Task requirements => Search the records for the word "chain". Copy every line where it appears.

******************************

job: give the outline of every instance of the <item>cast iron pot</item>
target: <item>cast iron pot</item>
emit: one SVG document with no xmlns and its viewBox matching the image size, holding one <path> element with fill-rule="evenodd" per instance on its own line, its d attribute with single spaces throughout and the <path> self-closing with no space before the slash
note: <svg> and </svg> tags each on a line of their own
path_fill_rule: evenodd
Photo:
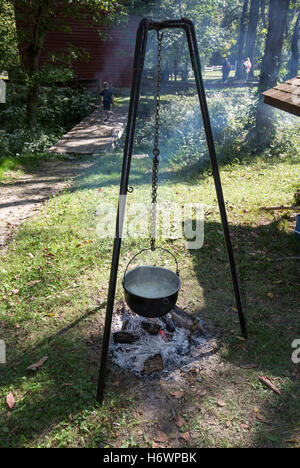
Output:
<svg viewBox="0 0 300 468">
<path fill-rule="evenodd" d="M 171 252 L 169 253 L 174 257 Z M 133 312 L 142 317 L 156 318 L 166 315 L 175 306 L 181 287 L 176 258 L 175 261 L 176 273 L 167 268 L 147 265 L 127 272 L 129 264 L 127 265 L 122 284 L 126 304 Z"/>
</svg>

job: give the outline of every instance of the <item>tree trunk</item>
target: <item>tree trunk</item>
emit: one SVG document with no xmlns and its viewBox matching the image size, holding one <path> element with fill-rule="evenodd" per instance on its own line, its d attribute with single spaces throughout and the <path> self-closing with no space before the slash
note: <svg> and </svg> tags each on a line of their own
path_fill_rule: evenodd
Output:
<svg viewBox="0 0 300 468">
<path fill-rule="evenodd" d="M 238 41 L 236 71 L 235 71 L 236 80 L 241 80 L 243 76 L 242 61 L 244 58 L 243 54 L 244 54 L 245 38 L 246 38 L 248 3 L 249 3 L 249 0 L 244 0 L 242 16 L 241 16 L 240 35 L 239 35 L 239 41 Z"/>
<path fill-rule="evenodd" d="M 292 44 L 291 50 L 292 55 L 288 65 L 288 78 L 294 78 L 298 75 L 298 65 L 299 65 L 299 49 L 298 49 L 298 40 L 299 40 L 299 29 L 300 29 L 300 10 L 297 16 L 297 20 L 295 23 L 293 37 L 292 37 Z"/>
<path fill-rule="evenodd" d="M 43 0 L 35 3 L 15 0 L 14 6 L 16 19 L 19 20 L 19 23 L 25 26 L 26 21 L 29 21 L 32 25 L 23 41 L 29 44 L 26 50 L 26 59 L 24 60 L 24 68 L 28 75 L 26 117 L 30 127 L 35 127 L 39 98 L 38 72 L 40 70 L 40 56 L 46 33 L 50 27 L 53 0 Z"/>
<path fill-rule="evenodd" d="M 266 0 L 260 0 L 260 17 L 263 27 L 267 27 L 267 18 L 266 18 Z"/>
<path fill-rule="evenodd" d="M 28 60 L 28 84 L 27 84 L 27 106 L 26 117 L 31 128 L 37 124 L 38 102 L 39 102 L 39 84 L 36 74 L 39 71 L 40 56 L 44 38 L 39 39 L 40 46 L 32 45 L 27 49 Z"/>
<path fill-rule="evenodd" d="M 256 110 L 256 142 L 268 145 L 273 134 L 273 108 L 265 105 L 262 92 L 277 84 L 290 0 L 270 0 L 268 34 L 259 79 L 259 102 Z"/>
<path fill-rule="evenodd" d="M 259 17 L 259 3 L 260 0 L 251 0 L 250 5 L 250 16 L 249 16 L 249 25 L 247 32 L 246 40 L 246 56 L 250 58 L 252 63 L 252 68 L 249 73 L 249 77 L 254 77 L 254 60 L 255 60 L 255 43 L 256 43 L 256 34 L 257 34 L 257 24 Z"/>
</svg>

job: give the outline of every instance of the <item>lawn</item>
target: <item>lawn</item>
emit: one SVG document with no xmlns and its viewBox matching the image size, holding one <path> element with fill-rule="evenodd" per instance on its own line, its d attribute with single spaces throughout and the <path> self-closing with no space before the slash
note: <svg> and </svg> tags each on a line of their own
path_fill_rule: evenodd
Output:
<svg viewBox="0 0 300 468">
<path fill-rule="evenodd" d="M 221 80 L 222 79 L 222 71 L 204 71 L 203 76 L 205 80 Z M 231 70 L 229 73 L 229 78 L 235 77 L 235 71 Z M 259 78 L 259 70 L 254 70 L 254 78 L 258 80 Z"/>
<path fill-rule="evenodd" d="M 221 178 L 249 339 L 240 336 L 209 168 L 162 161 L 159 200 L 206 207 L 201 249 L 186 250 L 184 239 L 160 245 L 178 258 L 178 303 L 215 337 L 216 363 L 180 384 L 139 380 L 109 364 L 105 401 L 98 405 L 112 240 L 97 237 L 97 209 L 117 204 L 122 157 L 118 149 L 94 158 L 69 189 L 22 225 L 1 259 L 0 339 L 7 364 L 0 364 L 0 447 L 300 446 L 300 372 L 291 359 L 300 333 L 300 242 L 293 211 L 260 209 L 292 204 L 300 162 L 297 155 L 232 159 L 222 163 Z M 150 202 L 150 159 L 133 159 L 129 183 L 129 205 Z M 148 242 L 124 240 L 116 305 L 123 300 L 120 279 L 128 259 Z M 26 370 L 46 356 L 38 370 Z M 280 395 L 259 380 L 262 375 Z"/>
</svg>

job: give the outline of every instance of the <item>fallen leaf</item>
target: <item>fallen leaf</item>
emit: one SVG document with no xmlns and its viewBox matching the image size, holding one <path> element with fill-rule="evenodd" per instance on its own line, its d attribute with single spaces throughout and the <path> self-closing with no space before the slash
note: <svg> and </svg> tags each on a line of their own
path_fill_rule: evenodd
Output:
<svg viewBox="0 0 300 468">
<path fill-rule="evenodd" d="M 32 286 L 33 284 L 37 284 L 37 283 L 40 283 L 41 280 L 32 280 L 32 281 L 28 281 L 28 283 L 26 283 L 27 286 Z"/>
<path fill-rule="evenodd" d="M 34 255 L 33 255 L 31 252 L 28 254 L 28 256 L 29 256 L 30 258 L 34 258 Z"/>
<path fill-rule="evenodd" d="M 156 442 L 152 442 L 152 448 L 161 448 L 161 446 Z"/>
<path fill-rule="evenodd" d="M 184 432 L 184 434 L 180 435 L 180 438 L 183 439 L 185 442 L 188 442 L 190 440 L 190 433 Z"/>
<path fill-rule="evenodd" d="M 196 398 L 201 398 L 201 397 L 204 397 L 205 395 L 207 395 L 207 391 L 202 389 L 202 390 L 198 390 L 198 392 L 196 393 Z"/>
<path fill-rule="evenodd" d="M 286 442 L 287 442 L 288 444 L 297 444 L 297 443 L 298 443 L 298 440 L 297 440 L 297 439 L 288 439 L 288 440 L 286 440 Z"/>
<path fill-rule="evenodd" d="M 268 292 L 268 293 L 267 293 L 267 296 L 268 296 L 269 299 L 273 299 L 274 294 L 272 294 L 271 292 Z"/>
<path fill-rule="evenodd" d="M 255 369 L 256 367 L 256 364 L 240 364 L 241 369 Z"/>
<path fill-rule="evenodd" d="M 224 406 L 226 406 L 226 403 L 223 400 L 218 400 L 217 405 L 220 406 L 220 408 L 223 408 Z"/>
<path fill-rule="evenodd" d="M 237 339 L 240 341 L 247 341 L 246 338 L 244 338 L 243 336 L 237 336 Z"/>
<path fill-rule="evenodd" d="M 265 419 L 265 417 L 260 413 L 256 413 L 255 416 L 256 416 L 256 419 L 261 423 L 265 423 L 265 424 L 270 424 L 271 423 L 271 421 L 269 419 Z"/>
<path fill-rule="evenodd" d="M 47 249 L 44 249 L 44 251 L 47 251 Z M 48 252 L 46 253 L 45 255 L 43 255 L 43 257 L 47 258 L 47 257 L 55 257 L 55 255 L 51 252 Z"/>
<path fill-rule="evenodd" d="M 164 432 L 157 431 L 155 441 L 156 442 L 168 442 L 169 438 L 168 438 L 167 434 L 165 434 Z"/>
<path fill-rule="evenodd" d="M 35 362 L 33 364 L 30 364 L 30 366 L 26 367 L 26 370 L 33 370 L 33 371 L 38 370 L 47 361 L 47 359 L 48 359 L 48 356 L 44 356 L 39 361 L 37 361 L 37 362 Z"/>
<path fill-rule="evenodd" d="M 171 392 L 170 395 L 174 398 L 182 398 L 184 395 L 184 392 Z"/>
<path fill-rule="evenodd" d="M 274 385 L 271 380 L 266 377 L 265 375 L 259 375 L 258 376 L 259 380 L 264 383 L 265 385 L 267 385 L 271 390 L 273 390 L 273 392 L 277 393 L 278 395 L 280 395 L 280 390 L 279 388 L 276 387 L 276 385 Z"/>
<path fill-rule="evenodd" d="M 6 403 L 10 409 L 13 409 L 13 407 L 15 406 L 16 400 L 12 392 L 9 392 L 9 394 L 7 395 Z"/>
<path fill-rule="evenodd" d="M 20 289 L 13 289 L 13 290 L 11 291 L 11 293 L 12 293 L 12 294 L 18 294 L 19 291 L 20 291 Z"/>
<path fill-rule="evenodd" d="M 231 426 L 231 421 L 226 421 L 226 427 L 230 427 Z"/>
<path fill-rule="evenodd" d="M 182 427 L 182 426 L 185 425 L 185 420 L 183 419 L 181 414 L 177 414 L 177 416 L 175 418 L 175 424 L 176 424 L 177 427 Z"/>
<path fill-rule="evenodd" d="M 249 429 L 248 424 L 241 424 L 240 426 L 241 426 L 242 429 Z"/>
<path fill-rule="evenodd" d="M 257 406 L 254 406 L 253 411 L 254 413 L 259 413 L 259 409 L 257 408 Z"/>
</svg>

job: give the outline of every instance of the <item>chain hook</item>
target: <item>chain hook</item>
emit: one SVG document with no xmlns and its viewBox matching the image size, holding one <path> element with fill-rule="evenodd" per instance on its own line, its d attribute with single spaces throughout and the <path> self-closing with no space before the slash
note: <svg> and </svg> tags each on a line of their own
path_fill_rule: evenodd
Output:
<svg viewBox="0 0 300 468">
<path fill-rule="evenodd" d="M 151 205 L 151 250 L 155 250 L 156 232 L 156 204 L 157 204 L 157 180 L 159 164 L 159 111 L 160 111 L 160 85 L 161 85 L 161 50 L 164 33 L 157 30 L 157 66 L 156 66 L 156 98 L 155 98 L 155 136 L 153 148 L 153 169 L 152 169 L 152 205 Z"/>
</svg>

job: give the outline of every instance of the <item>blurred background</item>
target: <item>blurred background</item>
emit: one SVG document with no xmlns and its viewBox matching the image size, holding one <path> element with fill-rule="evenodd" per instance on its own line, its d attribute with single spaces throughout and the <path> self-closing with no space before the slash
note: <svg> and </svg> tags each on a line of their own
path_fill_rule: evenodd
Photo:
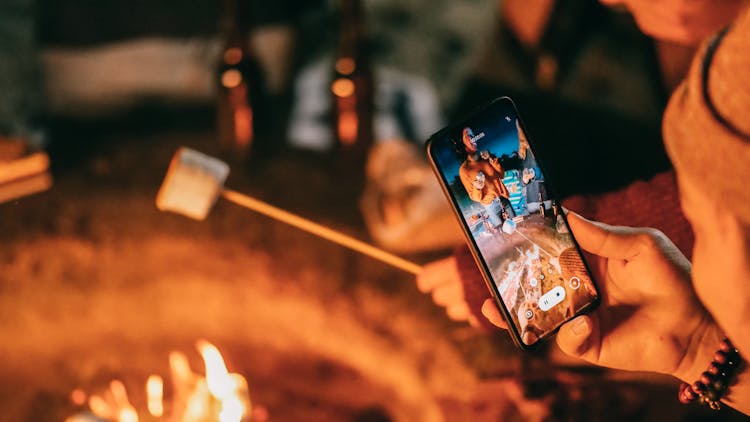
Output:
<svg viewBox="0 0 750 422">
<path fill-rule="evenodd" d="M 669 174 L 691 54 L 593 0 L 3 0 L 0 419 L 707 417 L 674 379 L 522 354 L 413 274 L 228 201 L 154 205 L 188 146 L 231 189 L 429 263 L 463 242 L 430 134 L 511 96 L 586 204 Z"/>
</svg>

******************************

Task answer =>
job: give the outline of every instance of the <item>chain hook</item>
target: <item>chain hook</item>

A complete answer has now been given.